**** DATA FOR THIS EXERCISE

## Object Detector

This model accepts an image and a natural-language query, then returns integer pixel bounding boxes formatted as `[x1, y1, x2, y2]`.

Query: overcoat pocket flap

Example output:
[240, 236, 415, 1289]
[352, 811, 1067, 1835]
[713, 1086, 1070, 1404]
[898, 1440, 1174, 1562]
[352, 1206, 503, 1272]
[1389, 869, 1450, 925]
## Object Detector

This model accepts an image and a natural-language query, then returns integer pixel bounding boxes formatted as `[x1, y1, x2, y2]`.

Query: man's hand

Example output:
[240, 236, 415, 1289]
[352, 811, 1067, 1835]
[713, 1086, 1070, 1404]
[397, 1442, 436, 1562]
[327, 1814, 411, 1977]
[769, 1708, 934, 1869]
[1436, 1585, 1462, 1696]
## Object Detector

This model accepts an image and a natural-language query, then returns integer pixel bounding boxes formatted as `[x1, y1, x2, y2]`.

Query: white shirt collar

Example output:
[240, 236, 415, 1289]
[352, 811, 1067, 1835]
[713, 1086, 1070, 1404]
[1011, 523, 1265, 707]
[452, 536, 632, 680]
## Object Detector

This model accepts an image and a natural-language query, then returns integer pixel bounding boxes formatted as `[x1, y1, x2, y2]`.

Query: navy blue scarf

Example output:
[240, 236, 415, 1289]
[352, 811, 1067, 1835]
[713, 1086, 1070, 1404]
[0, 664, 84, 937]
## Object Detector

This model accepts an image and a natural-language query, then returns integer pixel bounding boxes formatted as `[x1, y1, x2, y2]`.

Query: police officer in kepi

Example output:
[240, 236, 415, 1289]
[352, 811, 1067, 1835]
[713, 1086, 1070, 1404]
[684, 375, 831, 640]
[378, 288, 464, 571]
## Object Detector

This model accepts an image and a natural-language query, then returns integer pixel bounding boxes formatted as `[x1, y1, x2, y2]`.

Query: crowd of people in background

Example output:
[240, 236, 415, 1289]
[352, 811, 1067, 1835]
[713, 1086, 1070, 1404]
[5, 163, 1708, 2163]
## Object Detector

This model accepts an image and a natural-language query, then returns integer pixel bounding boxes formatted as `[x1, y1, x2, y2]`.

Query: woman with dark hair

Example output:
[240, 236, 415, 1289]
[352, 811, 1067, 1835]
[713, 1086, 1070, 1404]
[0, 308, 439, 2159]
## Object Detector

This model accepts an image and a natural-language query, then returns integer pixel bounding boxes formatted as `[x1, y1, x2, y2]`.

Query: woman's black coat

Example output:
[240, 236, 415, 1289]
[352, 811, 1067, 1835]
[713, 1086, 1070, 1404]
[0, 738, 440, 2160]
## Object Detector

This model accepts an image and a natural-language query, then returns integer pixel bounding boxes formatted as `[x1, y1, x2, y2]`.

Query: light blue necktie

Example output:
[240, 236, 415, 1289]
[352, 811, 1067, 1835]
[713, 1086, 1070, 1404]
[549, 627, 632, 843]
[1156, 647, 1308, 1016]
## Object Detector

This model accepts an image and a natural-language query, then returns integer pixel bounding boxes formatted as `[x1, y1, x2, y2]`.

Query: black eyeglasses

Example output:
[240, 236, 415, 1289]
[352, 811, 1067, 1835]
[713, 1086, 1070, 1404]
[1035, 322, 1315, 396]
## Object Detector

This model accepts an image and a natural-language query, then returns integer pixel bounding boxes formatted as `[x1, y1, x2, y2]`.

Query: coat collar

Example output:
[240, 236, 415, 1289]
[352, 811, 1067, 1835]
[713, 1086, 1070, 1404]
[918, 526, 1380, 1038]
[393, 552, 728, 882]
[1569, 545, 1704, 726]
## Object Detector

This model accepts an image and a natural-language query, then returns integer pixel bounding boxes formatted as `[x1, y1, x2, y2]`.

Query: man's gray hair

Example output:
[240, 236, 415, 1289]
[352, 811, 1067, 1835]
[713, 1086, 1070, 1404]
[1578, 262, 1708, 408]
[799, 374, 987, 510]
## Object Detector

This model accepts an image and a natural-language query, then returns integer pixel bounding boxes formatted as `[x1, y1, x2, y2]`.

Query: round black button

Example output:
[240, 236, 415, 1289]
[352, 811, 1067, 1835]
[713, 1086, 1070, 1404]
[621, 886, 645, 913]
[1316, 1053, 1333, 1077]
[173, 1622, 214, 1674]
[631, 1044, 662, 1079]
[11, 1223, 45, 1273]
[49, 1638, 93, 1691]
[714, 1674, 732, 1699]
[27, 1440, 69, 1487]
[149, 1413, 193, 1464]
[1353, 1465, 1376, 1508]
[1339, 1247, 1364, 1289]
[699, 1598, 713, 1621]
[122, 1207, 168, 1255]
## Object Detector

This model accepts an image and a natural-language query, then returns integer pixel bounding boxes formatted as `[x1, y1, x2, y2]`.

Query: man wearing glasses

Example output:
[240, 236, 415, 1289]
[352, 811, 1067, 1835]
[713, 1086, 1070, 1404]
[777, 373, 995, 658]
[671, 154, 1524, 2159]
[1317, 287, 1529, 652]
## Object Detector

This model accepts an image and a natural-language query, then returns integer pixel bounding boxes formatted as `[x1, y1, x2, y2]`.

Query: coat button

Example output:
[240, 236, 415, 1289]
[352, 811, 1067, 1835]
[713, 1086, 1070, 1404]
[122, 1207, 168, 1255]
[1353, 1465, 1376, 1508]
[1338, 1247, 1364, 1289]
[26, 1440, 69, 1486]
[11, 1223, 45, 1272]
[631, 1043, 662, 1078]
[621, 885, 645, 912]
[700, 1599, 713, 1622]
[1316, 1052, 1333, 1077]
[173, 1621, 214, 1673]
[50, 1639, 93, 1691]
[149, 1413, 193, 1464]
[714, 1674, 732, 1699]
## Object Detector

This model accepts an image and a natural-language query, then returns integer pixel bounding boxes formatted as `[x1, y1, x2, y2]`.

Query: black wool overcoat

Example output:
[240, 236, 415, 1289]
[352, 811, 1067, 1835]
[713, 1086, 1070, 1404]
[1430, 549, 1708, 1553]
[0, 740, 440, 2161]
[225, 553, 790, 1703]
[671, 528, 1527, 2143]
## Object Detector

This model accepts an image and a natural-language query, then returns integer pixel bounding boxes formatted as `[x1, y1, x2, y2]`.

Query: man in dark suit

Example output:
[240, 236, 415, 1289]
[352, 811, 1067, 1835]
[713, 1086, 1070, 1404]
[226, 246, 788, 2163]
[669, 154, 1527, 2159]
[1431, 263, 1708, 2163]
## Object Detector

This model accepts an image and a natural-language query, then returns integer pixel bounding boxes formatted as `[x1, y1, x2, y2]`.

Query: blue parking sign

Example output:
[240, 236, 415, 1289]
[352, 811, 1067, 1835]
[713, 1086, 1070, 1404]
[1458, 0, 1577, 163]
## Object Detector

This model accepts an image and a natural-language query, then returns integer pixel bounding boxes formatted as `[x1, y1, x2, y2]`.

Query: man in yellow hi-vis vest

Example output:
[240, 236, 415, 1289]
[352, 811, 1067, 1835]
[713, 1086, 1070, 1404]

********

▸ ACTIVITY:
Across the records above, return every line that contains the word "overcoat".

▸ SOLUTION:
Query: overcoat pocket flap
Query: black wool overcoat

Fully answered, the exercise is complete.